= EXERCISE OBJECTIVE =
Repeat the listing below exactly. Pictures do not belong in the copy.

--------

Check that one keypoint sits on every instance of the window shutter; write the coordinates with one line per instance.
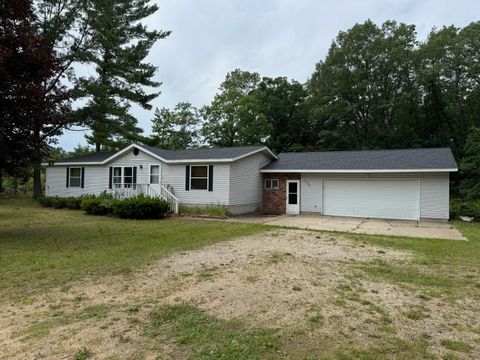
(82, 180)
(210, 178)
(187, 178)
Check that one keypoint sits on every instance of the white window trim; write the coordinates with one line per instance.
(150, 174)
(272, 188)
(122, 176)
(207, 177)
(70, 177)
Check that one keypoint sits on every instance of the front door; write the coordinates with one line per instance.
(293, 197)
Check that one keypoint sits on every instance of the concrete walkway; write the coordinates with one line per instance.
(423, 229)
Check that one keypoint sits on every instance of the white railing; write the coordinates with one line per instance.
(124, 191)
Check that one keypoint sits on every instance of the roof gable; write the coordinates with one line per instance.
(172, 156)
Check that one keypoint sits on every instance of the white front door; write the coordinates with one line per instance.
(293, 197)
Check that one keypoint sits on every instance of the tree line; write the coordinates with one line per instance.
(379, 87)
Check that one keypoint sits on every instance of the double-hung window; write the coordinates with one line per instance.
(117, 177)
(199, 177)
(271, 184)
(128, 176)
(154, 174)
(75, 177)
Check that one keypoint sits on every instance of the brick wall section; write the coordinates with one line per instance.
(274, 200)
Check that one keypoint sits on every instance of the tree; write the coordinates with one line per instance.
(449, 75)
(177, 128)
(365, 93)
(233, 117)
(33, 109)
(119, 43)
(470, 166)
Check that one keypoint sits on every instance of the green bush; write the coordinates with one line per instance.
(59, 202)
(141, 207)
(203, 210)
(97, 205)
(45, 201)
(470, 208)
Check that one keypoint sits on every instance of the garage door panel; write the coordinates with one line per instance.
(391, 199)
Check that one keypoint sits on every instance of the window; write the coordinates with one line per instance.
(75, 177)
(271, 184)
(199, 177)
(154, 174)
(117, 176)
(128, 176)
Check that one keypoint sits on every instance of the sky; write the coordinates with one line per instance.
(272, 37)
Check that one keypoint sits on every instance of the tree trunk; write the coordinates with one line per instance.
(37, 181)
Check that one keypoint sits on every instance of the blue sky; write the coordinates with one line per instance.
(272, 37)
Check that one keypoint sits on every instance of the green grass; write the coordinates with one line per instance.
(43, 247)
(439, 268)
(207, 337)
(455, 345)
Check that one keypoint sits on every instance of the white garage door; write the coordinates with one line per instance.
(388, 199)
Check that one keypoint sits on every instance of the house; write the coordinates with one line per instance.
(410, 184)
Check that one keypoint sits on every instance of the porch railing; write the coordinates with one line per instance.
(124, 191)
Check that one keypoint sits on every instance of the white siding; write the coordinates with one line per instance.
(96, 181)
(246, 181)
(434, 191)
(174, 175)
(434, 197)
(142, 159)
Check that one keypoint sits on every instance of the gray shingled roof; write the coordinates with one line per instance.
(188, 154)
(437, 158)
(209, 153)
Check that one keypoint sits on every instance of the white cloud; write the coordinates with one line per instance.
(274, 37)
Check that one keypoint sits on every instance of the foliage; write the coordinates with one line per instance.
(470, 166)
(177, 128)
(33, 106)
(140, 207)
(119, 44)
(469, 208)
(208, 210)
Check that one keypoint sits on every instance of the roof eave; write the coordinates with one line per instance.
(357, 170)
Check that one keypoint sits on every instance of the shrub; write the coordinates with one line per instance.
(206, 210)
(141, 207)
(97, 205)
(45, 201)
(470, 208)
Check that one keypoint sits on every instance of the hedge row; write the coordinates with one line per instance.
(140, 207)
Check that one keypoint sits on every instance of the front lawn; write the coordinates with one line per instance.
(45, 247)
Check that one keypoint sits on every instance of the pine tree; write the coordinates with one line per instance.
(119, 45)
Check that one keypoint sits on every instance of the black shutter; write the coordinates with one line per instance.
(210, 178)
(187, 177)
(82, 180)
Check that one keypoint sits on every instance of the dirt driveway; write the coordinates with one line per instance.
(423, 229)
(305, 285)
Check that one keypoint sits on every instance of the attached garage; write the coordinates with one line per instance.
(385, 184)
(385, 199)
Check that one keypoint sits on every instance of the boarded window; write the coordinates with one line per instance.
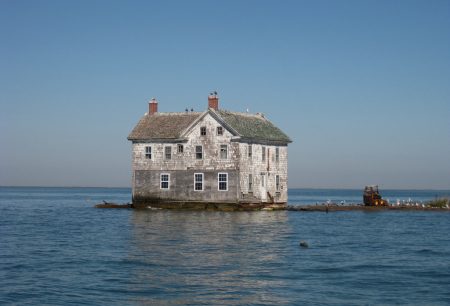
(168, 152)
(198, 152)
(148, 152)
(223, 151)
(165, 181)
(180, 148)
(223, 181)
(198, 181)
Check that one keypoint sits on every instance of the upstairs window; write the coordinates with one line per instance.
(198, 152)
(223, 151)
(164, 181)
(148, 152)
(198, 181)
(180, 148)
(168, 153)
(223, 181)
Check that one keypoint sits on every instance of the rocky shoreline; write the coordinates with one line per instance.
(306, 208)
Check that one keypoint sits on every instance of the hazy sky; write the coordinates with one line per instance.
(362, 87)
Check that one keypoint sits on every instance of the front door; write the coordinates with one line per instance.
(263, 188)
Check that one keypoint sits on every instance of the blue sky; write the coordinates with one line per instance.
(362, 87)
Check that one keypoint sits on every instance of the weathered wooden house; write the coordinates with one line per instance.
(211, 159)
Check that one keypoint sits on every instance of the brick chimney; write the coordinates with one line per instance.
(213, 101)
(152, 106)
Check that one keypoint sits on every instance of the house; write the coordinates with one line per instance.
(212, 159)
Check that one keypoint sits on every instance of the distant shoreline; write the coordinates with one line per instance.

--------

= TASK SOLUTION =
Check that one keypoint sits on every instance of the window shutter; write the coordinates with one line per instance.
(82, 180)
(210, 178)
(187, 178)
Check that one keypoint sits on every instance of the white window trim; write the coordinates with one line per instance.
(150, 174)
(272, 188)
(122, 176)
(207, 177)
(70, 177)
Check that one keypoint sits on every instance of the front door; write the coordinates with one line per instance.
(293, 197)
Check that one keypoint sits on every instance of the concrete walkway; write the coordinates with one line per instance.
(423, 229)
Check that one keypoint sits on every instance of the white railing; write the coordinates with one line per instance.
(124, 191)
Check that one keypoint sits on every instance of the roof gable; write the coordinates with one line per instance.
(172, 156)
Check that one keypoint sits on every instance of the white front door; write the coordinates with one line per instance.
(293, 197)
Check that one keypoint sits on every instance of the tree line; write the coordinates with one line per instance.
(379, 87)
Check that one keypoint sits on every instance of the double-hung window; write the coordinates with one line per instance.
(117, 177)
(199, 177)
(271, 184)
(128, 176)
(154, 174)
(75, 177)
Check that one keypoint sits on every instance of the brick wall section; write the coordinates with one line per instance.
(274, 200)
Check that one keypoint sits on every instance of the tree; write the coordinates with one line per instance.
(449, 75)
(177, 128)
(365, 93)
(233, 117)
(33, 109)
(119, 43)
(470, 166)
Check that one keypoint sits on every instance of the green bush; write the coordinates with one line per instance.
(59, 202)
(141, 207)
(203, 210)
(97, 205)
(45, 201)
(470, 208)
Check that one keypoint sits on every instance of the garage door panel; write the coordinates with one line per instance.
(391, 199)
Check that one keypoint sits on every instance of the window; write the coordinates with one line per instance.
(75, 177)
(271, 184)
(199, 177)
(154, 174)
(117, 176)
(128, 176)
Check that one keypoint sits on every instance of the sky; write the coordinates with one line per instance.
(272, 37)
Check that one keypoint sits on every instance of the tree trunk; write the coordinates with one line per instance.
(37, 181)
Check that one keypoint sits on every instance of the blue sky; write the coordinates with one line per instance.
(272, 37)
Check that one keypoint sits on every instance of the green grass; write the coordinates with one line per instance.
(43, 247)
(439, 268)
(207, 337)
(455, 345)
Check that one keypoint sits on every instance of the white garage door; write the coordinates with one line per instance.
(388, 199)
Check that one keypoint sits on every instance of the house; write the coordinates with one line per instance.
(410, 184)
Check that one keypoint sits on every instance of the porch railing; write the coordinates with one line per instance.
(124, 191)
Check that one keypoint sits on every instance of the white siding; write the coordinates with one line per instance.
(96, 181)
(246, 181)
(434, 191)
(174, 175)
(434, 197)
(142, 159)
Check that one keypoint sits on every instance of the gray shingled roof; write the coordinates with one line per instance.
(188, 154)
(437, 158)
(209, 153)
Check that one keypoint sits on every instance of the white cloud; write the coordinates with one line per instance.
(274, 37)
Check that one keypoint sits on every instance of the foliage; write the coordinates with one line per instance.
(470, 166)
(177, 128)
(33, 106)
(140, 207)
(119, 44)
(469, 208)
(208, 210)
Check that one keypoint sits on every instance of the roof eave; write the coordinates with one line per instance.
(357, 170)
Check that one keypoint sits on every instance of the shrub; write the coordinates with one line per instance.
(206, 210)
(141, 207)
(97, 205)
(45, 201)
(470, 208)
Check that one keypoint sits on every instance of the hedge row; write the coordinates with one line per instance.
(140, 207)
Check that one keypoint sits on every instance of the front lawn; write the coordinates with one line per instance.
(45, 247)
Check that one keypoint sits on every instance of the pine tree; write the coordinates with one line per instance.
(119, 45)
Check that one keypoint sits on every instance of the black shutter; write the coordinates with one line per instance.
(210, 178)
(187, 177)
(82, 180)
Check that one keypoint sits on every instance of the dirt driveway; write the coordinates with one line per instance.
(423, 229)
(305, 285)
Check that one keypoint sits on every instance of the attached garage; write the coordinates with one line per instance.
(385, 184)
(385, 199)
Check that one keypoint sits on every instance of the boarded window; write the coordinates with one line per instance.
(168, 152)
(198, 152)
(148, 152)
(223, 151)
(165, 181)
(180, 148)
(223, 181)
(198, 181)
Check that one keypoint sits on every instance of the upstairs window; write the coordinates with one line per instance.
(198, 152)
(223, 151)
(164, 181)
(148, 152)
(198, 181)
(180, 148)
(168, 153)
(223, 181)
Check that one keypoint sits on every instance of the rocky shoreline; write the coordinates with one line per instance.
(306, 208)
Check that one keypoint sits on every instance of the hazy sky; write the coordinates with one line per instance.
(362, 87)
Check that one keypoint sits on every instance of the front door; write the coordinates with one line per instance.
(263, 188)
Check that one keypoint sits on every instance of the blue sky; write the coordinates with one line per instance.
(362, 87)
Check that one keypoint sits on every instance of the weathered wooden house; write the coordinates with one line per instance.
(211, 159)
Check that one keypoint sits on every instance of the brick chimney; write the coordinates with one line per instance.
(213, 101)
(152, 106)
Check that one keypoint sits on every instance of the house; write the coordinates with one line per instance.
(212, 159)
Check that one keypoint sits on every instance of the distant shoreline; write the coordinates with one line per instance.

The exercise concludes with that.